TRAVAIL À RÉALISER →
[a] Reproduisez tout le passage de l'entretien sur le fonds commun qui va de « RIB : En clair, le » jusqu'à « juin prochain ? » inclus.
[b] Dans l'entretien sur le fonds commun, condensez sous forme de liste le paragraphe commençant par « Madame le ministre ne connait même pas » en conservant ses faits essentiels.

TEXTE SOURCE →
* * *
RIB : En clair, le SYNAFIED n’est pas prêt à renoncer au fonds commun lors de la grande conférence sur les conditions de rémunération des agents de l’Etat qui aura lieu du 12 au 14 juin prochain ?
MS : Naturellement, ce point ne peut pas être touché. Cette conférence concerne les salaires et les indemnités et le fonds commun n’est ni un salaire, ni une indemnité. C’est un avantage particulier
RIB : Ce que recherche le gouvernement recherche à travers l’organisation de cette conférence, c’est le rétablissement de l’équité et de la justice dans le traitement salarial, car aujourd’hui, il y a des corps dont leurs indemnités dépassent de 150% leur salaire. Convenez-vous avec le gouvernement que cela n’est pas juste ?
MS : Madame le ministre ne connait même pas aujourd’hui le salaire d’un fonctionnaire de catégorie A au ministère de l’économie, des finances et du développement. Demandez-le-lui. Actuellement, nous avons les plus bas salaires de la fonction publique. Même les indemnités on n’en aucune en dehors de ce que nous confère la loi 081, qui est du reste la même chose que tout le monde. Par exemple, si on prend mon cas, j’ai un salaire de deux cent quarante mille (240 000) francs CFA en tant qu’administrateur des services financiers, de catégorie A, 3e échelon avec quatorze (14) ans de service. Ce que les gens ne comprennent pas, c’est qu’au niveau des finances, on n’a pas un salaire particulier. Si l’on peut nous donner des salaires particuliers qui sont considérables, on est prêt à faire fie des fonds communs et autres avantages. On n’est pas attaché aux fonds communs. Seulement, c’est un avantage qui a été acquis de hautes luttes. Ce sont des protocoles d’accord qui ont été signés, donc lorsqu’on dit qu’on va remettre en cause les fonds communs, c’est d’abord remettre en cause la parole du gouvernement. Ce sont des accords entre deux parties, donc on ne peut pas revenir aujourd’hui pour les remettre en cause. Quand les gens s’excitent par rapport à la question du montant, il faut qu’ils jouent balle à tard, car lorsqu’on veut comparer le fonds commun d’aujourd’hui, à celui d’il y a vingt (20) ans, il faut avoir aussi le courage de faire la comparaison entre le budget d’aujourd’hui et de celui d’il y a vingt (20) ans. Il y a vingt (20) ans de cela, le budget était peut être à 700 milliards. Aujourd’hui, il est de deux mille milliards. Ce sont les efforts des services de recouvrement, de dépenses qui font un travail considérable au niveau du contrôle financier et des marchés publics. C’est aussi ceux des services des douanes, du trésor et des impôts pour renflouer les caisses de l’Etat.
* * *
EXTRAIT DES DONNÉES →
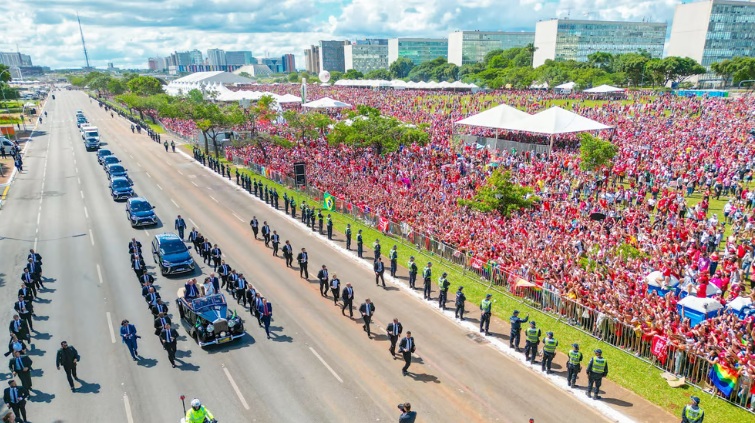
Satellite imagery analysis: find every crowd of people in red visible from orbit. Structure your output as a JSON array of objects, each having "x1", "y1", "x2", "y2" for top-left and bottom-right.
[{"x1": 163, "y1": 85, "x2": 755, "y2": 400}]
* * *
RÉPONSES →
[a]
RIB : En clair, le SYNAFIED n’est pas prêt à renoncer au fonds commun lors de la grande conférence sur les conditions de rémunération des agents de l’Etat qui aura lieu du 12 au 14 juin prochain ?

[b]
- Selon la personne interrogée, la ministre ignore le salaire d'un fonctionnaire de catégorie A au ministère de l'économie, des finances et du développement.
- Les agents des finances ont les plus bas salaires de la fonction publique.
- Ils ne perçoivent aucune indemnité en dehors de celles prévues par la loi 081, qui sont les mêmes pour tous.
- Exemple donné : 240 000 francs CFA pour un administrateur des services financiers de catégorie A, 3e échelon, avec 14 ans de service.
- Les agents des finances n'ont pas de salaire particulier. Ils renonceraient aux fonds communs en échange de salaires particuliers considérables.
- Le fonds commun est un avantage acquis de hautes luttes par des protocoles d'accord signés. Le remettre en cause reviendrait à remettre en cause la parole du gouvernement.
- Comparer le fonds commun actuel à celui d'il y a 20 ans suppose de comparer aussi les budgets : peut-être 700 milliards à l'époque, contre deux mille milliards aujourd'hui.
- Cette hausse du budget est due au travail de plusieurs services :
  - recouvrement et dépenses ;
  - contrôle financier et marchés publics ;
  - douanes, trésor et impôts.